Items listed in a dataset
+++++
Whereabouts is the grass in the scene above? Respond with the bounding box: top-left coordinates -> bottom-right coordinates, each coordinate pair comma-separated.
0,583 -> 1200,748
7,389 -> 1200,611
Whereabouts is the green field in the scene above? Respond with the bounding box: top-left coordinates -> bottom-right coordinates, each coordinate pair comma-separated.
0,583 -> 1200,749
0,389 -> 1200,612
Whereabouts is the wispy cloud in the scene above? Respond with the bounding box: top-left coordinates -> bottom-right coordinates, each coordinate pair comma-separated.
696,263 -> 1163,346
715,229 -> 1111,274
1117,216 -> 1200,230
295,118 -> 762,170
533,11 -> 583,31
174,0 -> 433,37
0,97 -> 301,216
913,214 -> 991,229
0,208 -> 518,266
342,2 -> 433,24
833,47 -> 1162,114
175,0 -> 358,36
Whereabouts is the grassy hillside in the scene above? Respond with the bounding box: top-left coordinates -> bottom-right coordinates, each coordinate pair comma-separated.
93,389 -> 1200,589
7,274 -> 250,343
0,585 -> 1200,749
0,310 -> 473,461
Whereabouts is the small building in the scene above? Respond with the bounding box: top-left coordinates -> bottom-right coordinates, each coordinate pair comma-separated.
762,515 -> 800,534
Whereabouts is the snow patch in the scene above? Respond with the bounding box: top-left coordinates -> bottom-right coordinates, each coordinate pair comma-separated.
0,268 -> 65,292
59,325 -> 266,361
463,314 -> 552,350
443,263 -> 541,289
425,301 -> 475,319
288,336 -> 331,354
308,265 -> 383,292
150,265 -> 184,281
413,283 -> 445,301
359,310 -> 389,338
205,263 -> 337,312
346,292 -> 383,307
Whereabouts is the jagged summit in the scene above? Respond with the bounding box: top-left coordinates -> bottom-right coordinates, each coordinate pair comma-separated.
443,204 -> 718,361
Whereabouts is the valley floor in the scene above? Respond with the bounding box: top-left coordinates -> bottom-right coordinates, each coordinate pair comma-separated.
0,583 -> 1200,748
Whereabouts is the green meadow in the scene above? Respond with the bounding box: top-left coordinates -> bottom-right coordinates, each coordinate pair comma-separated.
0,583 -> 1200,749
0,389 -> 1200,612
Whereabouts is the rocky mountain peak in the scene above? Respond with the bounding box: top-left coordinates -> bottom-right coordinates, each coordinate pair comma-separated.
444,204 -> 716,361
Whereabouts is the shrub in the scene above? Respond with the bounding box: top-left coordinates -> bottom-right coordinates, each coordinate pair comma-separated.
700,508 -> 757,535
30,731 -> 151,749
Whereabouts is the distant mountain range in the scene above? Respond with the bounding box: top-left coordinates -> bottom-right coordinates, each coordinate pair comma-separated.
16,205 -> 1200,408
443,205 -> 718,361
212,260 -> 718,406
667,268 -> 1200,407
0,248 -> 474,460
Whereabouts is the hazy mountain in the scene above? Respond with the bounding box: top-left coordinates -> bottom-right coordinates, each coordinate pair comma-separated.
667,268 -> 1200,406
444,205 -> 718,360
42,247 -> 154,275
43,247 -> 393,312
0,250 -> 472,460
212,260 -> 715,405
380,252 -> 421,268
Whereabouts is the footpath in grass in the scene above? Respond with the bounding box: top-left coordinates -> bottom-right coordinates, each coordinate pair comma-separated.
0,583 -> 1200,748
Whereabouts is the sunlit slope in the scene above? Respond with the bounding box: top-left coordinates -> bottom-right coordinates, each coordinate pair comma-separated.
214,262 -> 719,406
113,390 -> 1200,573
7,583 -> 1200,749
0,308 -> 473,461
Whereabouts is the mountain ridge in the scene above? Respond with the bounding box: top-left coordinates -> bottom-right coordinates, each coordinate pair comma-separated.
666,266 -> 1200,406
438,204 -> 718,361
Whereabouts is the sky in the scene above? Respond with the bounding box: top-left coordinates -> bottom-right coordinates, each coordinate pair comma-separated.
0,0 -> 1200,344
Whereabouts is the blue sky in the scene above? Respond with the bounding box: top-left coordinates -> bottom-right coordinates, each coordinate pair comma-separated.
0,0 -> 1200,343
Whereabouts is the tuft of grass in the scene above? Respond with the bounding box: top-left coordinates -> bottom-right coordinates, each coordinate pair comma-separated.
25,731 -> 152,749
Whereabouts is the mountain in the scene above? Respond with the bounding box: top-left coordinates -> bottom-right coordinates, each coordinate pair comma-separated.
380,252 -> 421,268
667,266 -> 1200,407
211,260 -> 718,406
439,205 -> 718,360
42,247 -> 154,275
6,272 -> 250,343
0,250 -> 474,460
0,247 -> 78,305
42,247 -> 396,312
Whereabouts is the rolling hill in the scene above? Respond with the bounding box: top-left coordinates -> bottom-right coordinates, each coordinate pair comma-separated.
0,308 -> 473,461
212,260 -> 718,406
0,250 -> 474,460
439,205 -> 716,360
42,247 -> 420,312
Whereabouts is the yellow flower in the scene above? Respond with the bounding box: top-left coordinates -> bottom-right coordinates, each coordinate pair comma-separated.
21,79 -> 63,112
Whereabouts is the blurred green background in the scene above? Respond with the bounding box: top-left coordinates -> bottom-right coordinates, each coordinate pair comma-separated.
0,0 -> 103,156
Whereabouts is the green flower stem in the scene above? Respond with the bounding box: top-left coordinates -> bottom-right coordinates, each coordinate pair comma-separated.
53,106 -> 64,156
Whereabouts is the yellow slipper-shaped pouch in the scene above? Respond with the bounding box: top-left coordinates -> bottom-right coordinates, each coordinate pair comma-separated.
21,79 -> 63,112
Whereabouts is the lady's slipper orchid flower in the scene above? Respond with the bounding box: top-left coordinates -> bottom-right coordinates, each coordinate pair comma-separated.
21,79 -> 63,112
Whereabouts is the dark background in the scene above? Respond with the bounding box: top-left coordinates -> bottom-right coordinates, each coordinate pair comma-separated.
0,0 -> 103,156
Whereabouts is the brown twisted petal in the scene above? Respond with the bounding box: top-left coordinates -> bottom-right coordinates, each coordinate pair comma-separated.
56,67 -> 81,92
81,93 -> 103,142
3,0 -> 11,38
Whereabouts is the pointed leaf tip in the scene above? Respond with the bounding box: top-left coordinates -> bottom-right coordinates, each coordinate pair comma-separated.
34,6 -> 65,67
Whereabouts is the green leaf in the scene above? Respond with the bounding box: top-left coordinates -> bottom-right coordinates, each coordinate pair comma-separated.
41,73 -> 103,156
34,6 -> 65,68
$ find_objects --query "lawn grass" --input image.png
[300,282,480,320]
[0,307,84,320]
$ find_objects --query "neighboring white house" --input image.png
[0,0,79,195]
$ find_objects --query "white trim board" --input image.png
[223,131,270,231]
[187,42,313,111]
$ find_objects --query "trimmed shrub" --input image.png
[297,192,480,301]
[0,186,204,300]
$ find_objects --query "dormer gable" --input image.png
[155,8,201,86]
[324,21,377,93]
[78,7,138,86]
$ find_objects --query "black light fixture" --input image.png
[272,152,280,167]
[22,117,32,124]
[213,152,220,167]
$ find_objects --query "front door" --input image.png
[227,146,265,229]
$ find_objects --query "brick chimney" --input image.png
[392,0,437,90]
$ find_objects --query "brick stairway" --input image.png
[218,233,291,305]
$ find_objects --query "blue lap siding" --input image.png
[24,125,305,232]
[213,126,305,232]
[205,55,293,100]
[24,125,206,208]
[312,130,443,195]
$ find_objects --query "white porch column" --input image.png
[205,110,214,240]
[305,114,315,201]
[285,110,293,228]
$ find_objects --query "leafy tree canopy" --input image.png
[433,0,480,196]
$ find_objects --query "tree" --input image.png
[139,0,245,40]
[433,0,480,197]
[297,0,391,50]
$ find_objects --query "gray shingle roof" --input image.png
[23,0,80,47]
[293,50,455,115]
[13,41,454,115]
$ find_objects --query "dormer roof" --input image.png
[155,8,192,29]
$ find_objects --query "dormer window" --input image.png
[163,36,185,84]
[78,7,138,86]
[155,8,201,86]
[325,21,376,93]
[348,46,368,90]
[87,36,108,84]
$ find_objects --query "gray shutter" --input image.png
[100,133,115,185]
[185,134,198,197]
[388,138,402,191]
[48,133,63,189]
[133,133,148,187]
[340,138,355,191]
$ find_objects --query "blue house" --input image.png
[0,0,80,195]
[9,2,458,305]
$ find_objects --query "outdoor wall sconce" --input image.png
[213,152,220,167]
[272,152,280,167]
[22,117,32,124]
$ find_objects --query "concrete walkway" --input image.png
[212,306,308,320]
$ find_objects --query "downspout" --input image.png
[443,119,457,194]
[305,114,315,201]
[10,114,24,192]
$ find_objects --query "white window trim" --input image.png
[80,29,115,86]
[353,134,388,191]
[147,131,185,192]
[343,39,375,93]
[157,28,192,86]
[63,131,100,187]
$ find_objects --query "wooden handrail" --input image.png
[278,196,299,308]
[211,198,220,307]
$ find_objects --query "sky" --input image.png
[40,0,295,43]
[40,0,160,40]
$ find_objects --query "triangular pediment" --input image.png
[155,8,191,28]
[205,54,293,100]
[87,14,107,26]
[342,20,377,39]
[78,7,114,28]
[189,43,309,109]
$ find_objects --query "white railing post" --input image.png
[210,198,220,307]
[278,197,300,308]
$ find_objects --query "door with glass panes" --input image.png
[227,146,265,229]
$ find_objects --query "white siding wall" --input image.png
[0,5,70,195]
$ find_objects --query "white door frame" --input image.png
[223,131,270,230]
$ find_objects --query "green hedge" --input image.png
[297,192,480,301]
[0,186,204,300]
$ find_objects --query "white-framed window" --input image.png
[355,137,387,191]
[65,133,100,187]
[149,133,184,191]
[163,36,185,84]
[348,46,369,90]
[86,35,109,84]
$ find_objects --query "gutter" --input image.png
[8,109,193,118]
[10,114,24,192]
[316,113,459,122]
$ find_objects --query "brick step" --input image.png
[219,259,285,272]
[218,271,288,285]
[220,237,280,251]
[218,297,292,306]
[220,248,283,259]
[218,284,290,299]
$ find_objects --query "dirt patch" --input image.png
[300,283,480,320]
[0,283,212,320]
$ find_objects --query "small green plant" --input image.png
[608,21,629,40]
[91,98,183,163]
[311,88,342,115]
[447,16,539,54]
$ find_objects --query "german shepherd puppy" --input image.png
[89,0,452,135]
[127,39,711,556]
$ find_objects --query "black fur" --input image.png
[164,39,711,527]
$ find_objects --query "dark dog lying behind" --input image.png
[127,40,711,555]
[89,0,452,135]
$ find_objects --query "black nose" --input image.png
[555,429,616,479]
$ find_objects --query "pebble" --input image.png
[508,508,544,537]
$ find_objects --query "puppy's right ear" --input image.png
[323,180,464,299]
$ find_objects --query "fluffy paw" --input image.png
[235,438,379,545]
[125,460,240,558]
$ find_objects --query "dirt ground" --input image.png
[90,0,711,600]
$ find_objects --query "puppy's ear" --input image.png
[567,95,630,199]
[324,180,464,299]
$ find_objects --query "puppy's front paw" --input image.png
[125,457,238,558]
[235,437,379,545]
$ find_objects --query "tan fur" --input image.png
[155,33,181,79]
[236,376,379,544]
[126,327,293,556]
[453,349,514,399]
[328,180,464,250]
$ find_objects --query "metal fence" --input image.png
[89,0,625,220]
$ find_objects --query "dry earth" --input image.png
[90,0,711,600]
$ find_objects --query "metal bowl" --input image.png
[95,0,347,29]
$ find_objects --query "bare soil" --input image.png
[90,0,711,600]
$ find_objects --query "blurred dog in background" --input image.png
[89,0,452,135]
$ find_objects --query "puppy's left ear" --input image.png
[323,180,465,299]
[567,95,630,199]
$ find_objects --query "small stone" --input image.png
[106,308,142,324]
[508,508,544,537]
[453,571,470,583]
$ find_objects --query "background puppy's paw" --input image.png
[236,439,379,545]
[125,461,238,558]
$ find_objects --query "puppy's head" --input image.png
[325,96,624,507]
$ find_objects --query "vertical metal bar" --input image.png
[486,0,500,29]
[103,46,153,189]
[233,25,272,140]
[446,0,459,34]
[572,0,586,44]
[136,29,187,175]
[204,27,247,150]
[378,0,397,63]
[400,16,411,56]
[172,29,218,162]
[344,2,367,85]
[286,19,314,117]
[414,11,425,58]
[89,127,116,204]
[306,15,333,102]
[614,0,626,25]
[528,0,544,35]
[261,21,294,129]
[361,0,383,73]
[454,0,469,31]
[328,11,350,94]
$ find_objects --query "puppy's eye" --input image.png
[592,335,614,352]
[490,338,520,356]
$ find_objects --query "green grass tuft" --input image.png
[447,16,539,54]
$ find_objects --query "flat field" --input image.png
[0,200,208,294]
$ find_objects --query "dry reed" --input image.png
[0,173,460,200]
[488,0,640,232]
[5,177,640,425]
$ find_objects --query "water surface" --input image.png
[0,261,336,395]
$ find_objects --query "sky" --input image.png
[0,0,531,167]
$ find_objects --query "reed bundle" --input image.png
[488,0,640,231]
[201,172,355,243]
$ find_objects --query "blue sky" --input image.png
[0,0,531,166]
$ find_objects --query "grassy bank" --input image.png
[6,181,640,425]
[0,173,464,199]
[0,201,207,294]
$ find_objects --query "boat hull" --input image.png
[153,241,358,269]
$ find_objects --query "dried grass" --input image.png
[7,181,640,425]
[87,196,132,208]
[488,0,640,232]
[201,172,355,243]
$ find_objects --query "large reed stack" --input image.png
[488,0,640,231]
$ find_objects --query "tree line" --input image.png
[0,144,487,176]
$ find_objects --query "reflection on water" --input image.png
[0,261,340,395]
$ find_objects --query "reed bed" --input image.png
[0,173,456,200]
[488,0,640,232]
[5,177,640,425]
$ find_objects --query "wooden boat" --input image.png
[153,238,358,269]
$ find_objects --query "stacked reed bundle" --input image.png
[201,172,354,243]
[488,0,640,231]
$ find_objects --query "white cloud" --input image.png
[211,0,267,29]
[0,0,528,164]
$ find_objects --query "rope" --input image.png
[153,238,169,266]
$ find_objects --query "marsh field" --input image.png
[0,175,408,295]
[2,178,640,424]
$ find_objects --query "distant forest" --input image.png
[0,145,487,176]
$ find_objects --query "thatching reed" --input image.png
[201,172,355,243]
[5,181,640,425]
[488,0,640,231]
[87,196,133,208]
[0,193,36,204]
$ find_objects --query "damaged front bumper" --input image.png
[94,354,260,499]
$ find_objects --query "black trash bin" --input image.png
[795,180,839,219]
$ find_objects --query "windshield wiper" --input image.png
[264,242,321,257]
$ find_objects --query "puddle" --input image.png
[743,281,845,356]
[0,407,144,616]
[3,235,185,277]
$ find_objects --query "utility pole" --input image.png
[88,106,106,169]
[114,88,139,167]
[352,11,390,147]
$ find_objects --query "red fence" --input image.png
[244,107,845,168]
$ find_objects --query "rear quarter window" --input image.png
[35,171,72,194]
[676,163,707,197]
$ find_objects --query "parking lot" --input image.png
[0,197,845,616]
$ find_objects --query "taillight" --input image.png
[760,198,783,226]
+++++
Rewrite the stretch of the listing from the line containing "Whereabouts is the wispy" through the line containing "30,731 -> 151,749", both ends included, keeping every request unchanged and multiplying each bounding-box coordinate in the answers by 1.65, rounded to the nearest whole number with halves rounded up. Give only those lines.

◆ **THE REPLY**
Whereabouts is the wispy cloud in the scene above? Respond with the bounding box: top-left coordinates -> bottom-right coordinates, each coordinate pair comma-separated.
1148,434 -> 1919,571
1180,378 -> 1833,452
1843,356 -> 1980,380
487,195 -> 1257,281
879,18 -> 962,51
287,0 -> 714,61
0,160 -> 497,356
1506,353 -> 1635,378
0,343 -> 855,439
564,3 -> 714,40
1374,78 -> 1917,188
289,0 -> 591,59
Whereabouts is the grassy hillside in the scene above? Respond with the bounding box: top-left coordinates -> bottom-right coordinates, each coordinate pair comma-separated.
153,642 -> 1980,972
12,452 -> 413,566
0,965 -> 1980,1236
0,512 -> 780,761
Whereabouts is the small building in the scene above? Respond with the bounding box: top-left coordinates -> bottom-right coordinates, each coordinate pair comma-separated.
1257,850 -> 1320,881
Whereabouts is the snow patch in the scene above? Respond with the bounding box: top-left coordinates -> bottom-right coordinates, each coordinate pair comma-separated.
0,442 -> 107,482
97,536 -> 439,596
764,518 -> 911,578
731,434 -> 893,477
701,497 -> 784,526
475,554 -> 546,584
508,437 -> 632,482
248,437 -> 304,464
681,467 -> 734,497
592,512 -> 642,558
338,434 -> 556,515
571,482 -> 632,507
Whereabouts is the jagged summit in the scene above? Respond with the bounding box: top-left coordinates -> bottom-right coordinates, each coordinate pair comma-separated.
731,337 -> 1185,596
Whereabouts is the valley floor in the scene above? Respond with the bounding box: top-left coordinates -> bottom-right coordinates, each coordinate pair comma-separated.
0,962 -> 1980,1234
Whereabouts is the green meadow in the scene above? Respond with the bounding box: top-left coordinates -> bottom-right coordinates, each coordinate pair comma-separated.
0,962 -> 1980,1236
0,642 -> 1980,1010
Whereabouts is the rocky mountain peak in the scene above? Respond with the bounding box: top-left coordinates -> bottom-right coordinates, each coordinate pair comma-separated.
733,337 -> 1181,596
Whereabouts is the shrub in the scene above? Respond with the bounding box: top-left coordinates -> bottom-right coordinates, each coordinate pair comma-separated.
1155,838 -> 1249,883
50,1206 -> 249,1236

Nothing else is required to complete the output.